## EXCERPTED PASSAGE
start

Observability
Every workflow step emits OpenTelemetry traces and Prometheus metrics out of the box. No external SaaS required — the full stack runs alongside your workloads.
Quick start
# Start the observability stack
cd deploy && docker compose up -d
# Run a workflow (metrics are emitted automatically)
agentloom run examples/01_simple_qa.yaml
# Access dashboards
open http://localhost:3000 # Grafana (admin/admin)
open http://localhost:9090 # Prometheus
open http://localhost:16686 # Jaeger
Stack architecture
CLI (agentloom run)
|
+-- OTel SDK --> OTel Collector (:4317 gRPC)
| |
| +-- Prometheus exporter (:8889) --> Prometheus (:9090)
| +-- OTLP exporter --> Jaeger (:16686)
|
+-- Observer --> MetricsManager --> OTel gauges / counters / histograms
Each CLI invocation is an ephemeral process that creates its own MeterProvider. The OTel Collector aggregates metrics and exposes them to Prometheus with a 30-minute expiration window (metric_expiration: 30m), so data remains visible after the CLI exits.
| Component |
Port |
Purpose |
| OTel Collector |
4317 (gRPC), 8889 (Prometheus) |
Receives OTel data, exports to Prometheus + Jaeger |
| Prometheus |
9090 |
Time-series storage, PromQL queries |
| Jaeger |
16686 |
Distributed tracing UI |
| Grafana |
3000 |
Dashboard visualization |
Grafana dashboard
The dashboard is auto-provisioned at startup. Navigate to Dashboards > AgentLoom or go directly to http://localhost:3000/d/agentloom-main.

end

## DATA SEGMENT
start

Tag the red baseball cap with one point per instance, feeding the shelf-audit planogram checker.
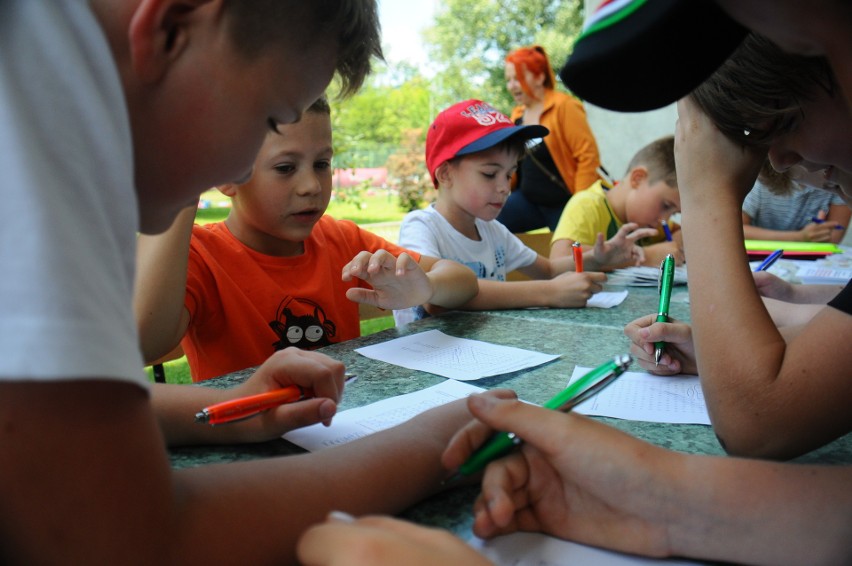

end

## REQUIRED WORK
List every component in the table of the observability page above, with the port or ports given for each.

## REPLY TO THE TASK
- OTel Collector: 4317 (gRPC), 8889 (Prometheus)
- Prometheus: 9090
- Jaeger: 16686
- Grafana: 3000